▶ **Given problem**
Arrange the material below as a two-column CSV with the header row instruction,output. Give one row per instruction with its full answer, quote each field, and replace line breaks with spaces.

▶ **Provided records**
>>>
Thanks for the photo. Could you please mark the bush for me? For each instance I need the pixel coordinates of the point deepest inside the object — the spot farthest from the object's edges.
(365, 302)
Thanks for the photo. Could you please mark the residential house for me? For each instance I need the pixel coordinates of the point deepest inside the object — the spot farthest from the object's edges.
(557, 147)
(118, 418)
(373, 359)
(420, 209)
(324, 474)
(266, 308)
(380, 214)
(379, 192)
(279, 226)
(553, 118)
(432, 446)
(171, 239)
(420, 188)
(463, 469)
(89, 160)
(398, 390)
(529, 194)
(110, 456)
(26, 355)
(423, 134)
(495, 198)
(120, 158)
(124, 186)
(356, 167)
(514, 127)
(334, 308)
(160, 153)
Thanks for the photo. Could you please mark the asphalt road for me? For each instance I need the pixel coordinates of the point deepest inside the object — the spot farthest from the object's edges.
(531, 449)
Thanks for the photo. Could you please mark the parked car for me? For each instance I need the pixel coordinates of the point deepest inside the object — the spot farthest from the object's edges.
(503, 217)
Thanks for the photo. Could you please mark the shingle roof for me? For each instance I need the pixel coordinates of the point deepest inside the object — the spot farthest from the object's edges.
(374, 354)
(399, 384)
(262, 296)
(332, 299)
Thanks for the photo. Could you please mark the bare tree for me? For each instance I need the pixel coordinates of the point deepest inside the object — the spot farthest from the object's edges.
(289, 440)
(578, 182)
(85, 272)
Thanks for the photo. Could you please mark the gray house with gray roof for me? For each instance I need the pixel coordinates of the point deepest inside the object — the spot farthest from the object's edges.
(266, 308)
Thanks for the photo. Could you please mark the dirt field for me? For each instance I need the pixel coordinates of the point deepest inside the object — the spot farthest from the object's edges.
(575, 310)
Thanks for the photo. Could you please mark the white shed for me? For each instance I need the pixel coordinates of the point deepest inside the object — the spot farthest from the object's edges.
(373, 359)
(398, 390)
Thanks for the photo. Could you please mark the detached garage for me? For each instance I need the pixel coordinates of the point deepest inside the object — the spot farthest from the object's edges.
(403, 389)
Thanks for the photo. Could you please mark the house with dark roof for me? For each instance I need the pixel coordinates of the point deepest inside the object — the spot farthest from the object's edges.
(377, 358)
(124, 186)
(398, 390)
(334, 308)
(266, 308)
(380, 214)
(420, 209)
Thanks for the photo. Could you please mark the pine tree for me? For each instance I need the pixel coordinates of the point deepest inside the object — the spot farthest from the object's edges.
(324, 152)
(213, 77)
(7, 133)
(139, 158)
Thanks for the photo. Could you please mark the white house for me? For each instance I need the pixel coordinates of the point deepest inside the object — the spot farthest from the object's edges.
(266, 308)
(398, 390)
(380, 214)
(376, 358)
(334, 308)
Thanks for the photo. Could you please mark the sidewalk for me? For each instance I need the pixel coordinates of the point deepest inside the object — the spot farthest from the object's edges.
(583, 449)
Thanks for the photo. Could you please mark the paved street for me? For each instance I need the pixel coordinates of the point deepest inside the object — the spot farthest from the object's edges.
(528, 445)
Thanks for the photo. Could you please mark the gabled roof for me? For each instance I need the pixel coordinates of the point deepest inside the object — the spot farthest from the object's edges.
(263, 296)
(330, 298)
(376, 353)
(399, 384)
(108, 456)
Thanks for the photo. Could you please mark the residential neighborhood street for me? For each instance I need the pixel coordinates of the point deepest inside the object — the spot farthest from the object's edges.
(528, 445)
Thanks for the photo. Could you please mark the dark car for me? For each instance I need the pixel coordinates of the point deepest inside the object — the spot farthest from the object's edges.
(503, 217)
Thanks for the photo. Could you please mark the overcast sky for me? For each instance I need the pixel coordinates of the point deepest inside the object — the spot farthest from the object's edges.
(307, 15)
<<<
▶ **Exercise solution**
instruction,output
"Thanks for the photo. Could you please mark the bush for me? For each instance I need the pixel coordinates of the point deepest inside the object — the spot farthest from the object's edges.","(365, 302)"
"Thanks for the photo. Could you please mark the residential house for me? For each instance I need the pixel coordinates of the point deepest inside the object — the spot farthest from the object's edges.","(557, 147) (118, 418) (373, 359) (420, 209) (324, 474) (266, 308) (380, 214) (379, 192) (279, 226) (553, 118) (432, 446) (171, 239) (420, 188) (463, 469) (89, 160) (398, 390) (529, 194) (110, 456) (26, 355) (423, 134) (495, 198) (120, 158) (124, 186) (356, 167) (514, 127) (334, 308) (160, 153)"
"Thanks for the photo. Could you please mark the asphalt road for me? For each instance I need the pixel coordinates of the point deepest inside the object — the spot farthest from the object's edges.","(531, 449)"
"Thanks for the photo. Could you please mark the parked car for me? For each instance I need the pixel coordinates of the point deepest inside the object — the spot farthest from the object's edges.","(503, 217)"
"Thanks for the photo. Could you please mark the shingle roof for me? For each instance I need the pixel coordinates of the point deepest inside the object — the spot farthest from the object's edges.","(374, 354) (399, 384) (262, 296) (332, 299)"
"Thanks for the photo. Could you please mark the bare tree for me? For each instance I need the pixel coordinates of the point deepest inside the object — the spot farthest from the object's edges.","(289, 440) (578, 182) (85, 272)"
"Thanks for the photo. Could you please mark the gray house with gray roof for me? For each instance I need the pixel coordinates of the point deepest inside the object — the spot farthest from the object's edges.","(266, 308)"
"Thanks for the photo. Could you please mark the dirt field for me? For each instance I need the pixel coordinates of the point deepest inside the object — the spot farthest from the object's edges.","(575, 310)"
"Thanks for the photo. Could you please mark the white shed for me? For each instance I need the pixel coordinates of the point deepest inside the object — the spot farthest from the object's edges.","(373, 359) (398, 390)"
"Thanks for the photo. Could you please mark the detached garage for me? For each instance I need the pixel coordinates of the point deepest inside the object — the spot farthest from the object's edges.","(403, 389)"
"Thanks for the photo. Could you please mark the house with dark roof for me? For each instance I need the pixel coordinates of the point deepest inside the object — the spot farthest from the object's edges.","(377, 358) (124, 186) (398, 390) (334, 308) (266, 308) (380, 214) (420, 209)"
"Thanks for the photo. Could you please mark the pine tree for me? For each instance I need the pixel coordinates of the point deepest inside the object — the spot farthest from the object's edges.","(324, 152) (213, 77) (7, 133) (139, 158)"
"Thanks for the photo. Could you please mark the white house for me? For each instance I need the pixel coordinates of the point deepest inside the object — the spot farthest from the object's edges.","(266, 308) (398, 390) (380, 214) (376, 358) (334, 308)"
"Thanks for the photo. Could you please mark the sidewalk for me? For each instance I need the pixel coordinates of the point deepest inside the object — the spot farthest from the object's edges.","(583, 449)"
"Thanks for the photo. Could you please mark the paved street for me? For each instance I need the pixel coordinates of the point deepest inside the object — the spot farthest from the object's edges.","(528, 445)"
"Thanks for the photo. Could you please mark the gabled roof for me? For each instance I need the pixel coordinates of the point deepest inside the object — the spot farthest from the object's edges.","(263, 296) (330, 298) (376, 353) (399, 384) (108, 456)"
"Thanks for the photo. Could you please mark the residential neighborhood street for me? For each instance I need the pixel coordinates of the point deepest inside the object — the spot farthest from the object's edges.","(528, 445)"
"Thanks for the photo. Could you please mark the dark car for me? For each instance I need the pixel coordinates of the point deepest inside the object — the spot farthest from the object's edges.","(503, 217)"
"Thanks for the photo. Could you please mark the overcast sky for me? For each instance I need the pixel coordinates of the point deepest inside the object — the spot farthest from the object's edges.","(307, 15)"